■ **Extracto del texto**:
Regadíos, agricultura familiar y empleo

Se destinan importantes presupuestos públicos destinados a mejoras en la productividad a través de los regadíos, y se prevé el gasto de 563 M€ adicionales hasta 2026. Sin embargo el último Censo agrario (2020) publicado por el INE en mayo de 2022, muestra que en los últimos 10 años se han perdido un 7,6% de las explotaciones y un 7,7% del empleo. Los regadíos no revierten la concentración de tierras y beneficios en las explotaciones de mayor tamaño, sino que más bien parece que aceleran dicha tendencia, fomentando un modelo de agricultura desligada del territorio y basada en una agricultura sin agricultores. En algunos cultivos (por ejemplo los frutales y la hortaliza, que suman un 23% del regadío y se destinan en gran medida a la exportación) se sigue manteniendo empleo en las explotaciones familiares, sobre todo en las labores de cosecha y realizado en gran medida gracias a la fuerza de trabajo de origen extranjero. Otros “cultivos sociales” de regadío, que tradicionalmente requerían mucha mano de obra y por tanto han permitido fijar población en el medio rural, como el tabaco, han sido mecanizados y su potencial de empleo se ha reducido de forma muy sensible. Cultivos altamente demandantes de mano de obra, pero en secano desde hace 2000 años, han sufrido en las últimas décadas un importante proceso de reconversión, en el que la incorporación de regadío ha venido vinculada a cambios en el manejo agrario y a la mecanización, en muchos casos, de la cosecha. Es el caso del olivo (22,7% de la superficie de regadío), con la cosecha mecánica vinculada a los modelos hiperintensivos de plantación y manejo, mucho más demandantes de agua; el del viñedo (10,3%), con el paso al cultivo en espaldera y la posibilidad de cosecha mecánica en algunas variedades; o el del almendro (4%).

■ **Datos proporcionados**:
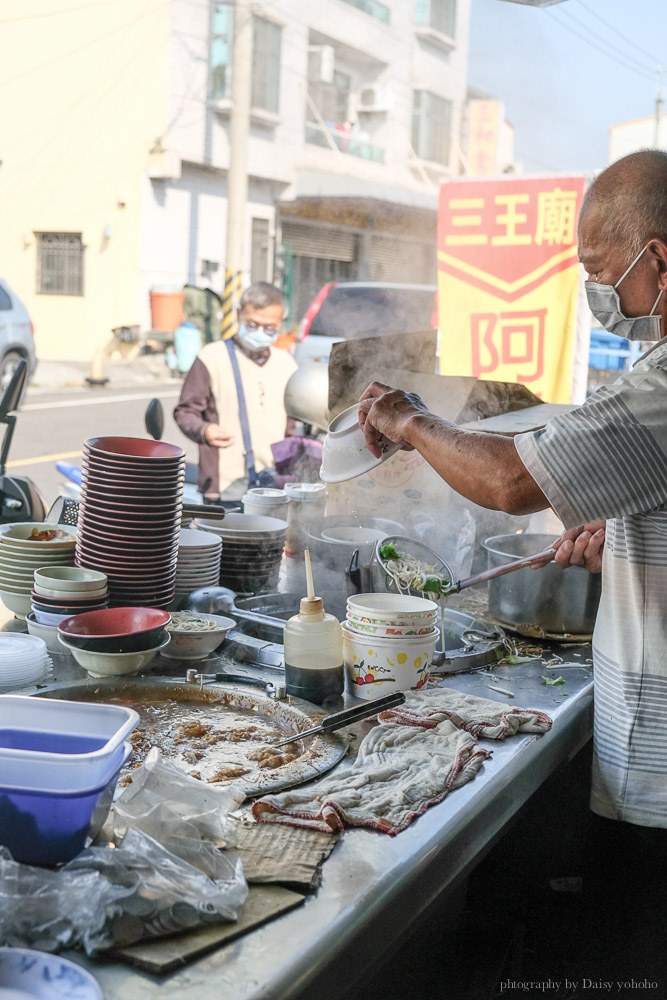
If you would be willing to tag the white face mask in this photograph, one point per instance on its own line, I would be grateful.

■ **Problema planteado 1**:
Traduce al inglés esta frase del texto sobre regadíos y empleo: "Los regadíos no revierten la concentración de tierras y beneficios en las explotaciones de mayor tamaño, sino que más bien parece que aceleran dicha tendencia, fomentando un modelo de agricultura desligada del territorio y basada en una agricultura sin agricultores."
■ **Problema planteado 2**:
Escribe cómo sigue el texto sobre regadíos y empleo a partir de su última frase.

■ **Resultado 1**:
Irrigation does not reverse the concentration of land and profits in the largest farms, but rather seems to speed up that trend, encouraging a model of farming cut off from the land and based on agriculture without farmers.

■ **Resultado 2**:
Regadíos y valor añadido

Las políticas agrarias de la Unión Europea se justifican por el fomento de la producción de alimentos sanos y sostenibles y de calidad, y por tanto de alto valor añadido, y capaces de fijar empleo y renta en el medio rural. Sin embargo los regadíos no siempre apoyan cultivos que generan alimentos de calidad y de alto valor añadido. Buena parte de las producciones que más agua consumen (como las frutas y hortalizas) se van al mercado exterior, con precios en origen muy reducidos. Por otro lado están los cultivos destinados a la alimentación animal (como el maíz, que ocupa el 8,8% del regadío; o la alfalfa, con el 4%), que están a su vez fuertemente subvencionados por las ayudas agroambientales europeas, sin las cuales no se sostendrían. Mientras que buena parte de la alfalfa se exporta desecada a otros países, el maíz (la mayor parte transgénico) se destina mayormente a alimentar una ganadería intensiva (sobre todo cerdo y pollo). Estas carnes tienen escaso valor de mercado por kg y amplio impacto ambiental, y su alimentación entra en competencia por los alimentos con las personas, al contrario que la ganadería rumiante.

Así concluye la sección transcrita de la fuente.